(Labeled region records)
******************************

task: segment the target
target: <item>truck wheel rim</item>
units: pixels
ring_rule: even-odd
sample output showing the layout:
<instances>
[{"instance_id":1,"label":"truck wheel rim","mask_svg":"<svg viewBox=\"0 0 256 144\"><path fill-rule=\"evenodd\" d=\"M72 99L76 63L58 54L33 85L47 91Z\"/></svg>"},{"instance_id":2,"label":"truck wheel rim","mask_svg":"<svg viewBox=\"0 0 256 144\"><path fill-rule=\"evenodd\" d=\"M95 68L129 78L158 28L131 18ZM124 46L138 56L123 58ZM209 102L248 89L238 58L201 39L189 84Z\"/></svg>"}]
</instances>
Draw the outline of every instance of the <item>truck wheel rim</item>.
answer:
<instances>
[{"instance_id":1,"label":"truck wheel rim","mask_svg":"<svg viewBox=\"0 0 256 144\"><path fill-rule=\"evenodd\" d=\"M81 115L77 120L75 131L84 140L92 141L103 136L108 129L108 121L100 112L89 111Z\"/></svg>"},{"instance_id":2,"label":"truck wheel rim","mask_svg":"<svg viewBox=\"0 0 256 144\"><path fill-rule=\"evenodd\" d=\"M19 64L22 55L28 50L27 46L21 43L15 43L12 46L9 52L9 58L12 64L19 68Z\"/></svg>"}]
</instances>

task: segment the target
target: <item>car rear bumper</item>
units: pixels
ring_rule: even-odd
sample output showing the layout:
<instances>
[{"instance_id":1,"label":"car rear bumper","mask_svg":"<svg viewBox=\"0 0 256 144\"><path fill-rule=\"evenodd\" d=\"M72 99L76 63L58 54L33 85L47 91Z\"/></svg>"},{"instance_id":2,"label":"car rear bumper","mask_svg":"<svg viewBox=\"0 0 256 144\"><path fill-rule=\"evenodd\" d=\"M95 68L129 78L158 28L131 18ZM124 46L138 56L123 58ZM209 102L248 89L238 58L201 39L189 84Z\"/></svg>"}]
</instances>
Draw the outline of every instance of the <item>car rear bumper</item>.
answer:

******************************

• **Task brief**
Recast every line of the items above as one numbered list, omitting the blank lines.

• **Complete output**
1. task: segment the target
2. target: <item>truck wheel rim</item>
3. units: pixels
4. ring_rule: even-odd
5. sample output showing the layout:
6. <instances>
7. [{"instance_id":1,"label":"truck wheel rim","mask_svg":"<svg viewBox=\"0 0 256 144\"><path fill-rule=\"evenodd\" d=\"M72 99L76 63L58 54L33 85L47 91Z\"/></svg>"},{"instance_id":2,"label":"truck wheel rim","mask_svg":"<svg viewBox=\"0 0 256 144\"><path fill-rule=\"evenodd\" d=\"M95 68L129 78L158 28L131 18ZM124 46L138 56L123 58ZM209 102L248 89L238 58L201 39L189 84Z\"/></svg>"}]
8. </instances>
9. Draw the outline of every instance of the <item>truck wheel rim</item>.
10. answer:
11. <instances>
12. [{"instance_id":1,"label":"truck wheel rim","mask_svg":"<svg viewBox=\"0 0 256 144\"><path fill-rule=\"evenodd\" d=\"M81 115L77 120L75 131L84 140L92 141L103 136L108 129L108 121L100 112L89 111Z\"/></svg>"},{"instance_id":2,"label":"truck wheel rim","mask_svg":"<svg viewBox=\"0 0 256 144\"><path fill-rule=\"evenodd\" d=\"M19 64L22 55L28 50L27 46L21 43L15 43L12 46L9 52L9 58L12 64L19 68Z\"/></svg>"}]
13. </instances>
14. task: segment the target
15. target: <item>car rear bumper</item>
16. units: pixels
17. ring_rule: even-odd
18. sample output showing the layout:
19. <instances>
20. [{"instance_id":1,"label":"car rear bumper","mask_svg":"<svg viewBox=\"0 0 256 144\"><path fill-rule=\"evenodd\" d=\"M72 99L76 63L58 54L33 85L47 91Z\"/></svg>"},{"instance_id":2,"label":"car rear bumper","mask_svg":"<svg viewBox=\"0 0 256 144\"><path fill-rule=\"evenodd\" d=\"M95 68L129 78L158 28L131 18ZM124 46L138 56L123 58ZM209 102L248 89L238 58L201 39L189 84Z\"/></svg>"}]
21. </instances>
22. Draw the outline of every instance of the <item>car rear bumper</item>.
23. answer:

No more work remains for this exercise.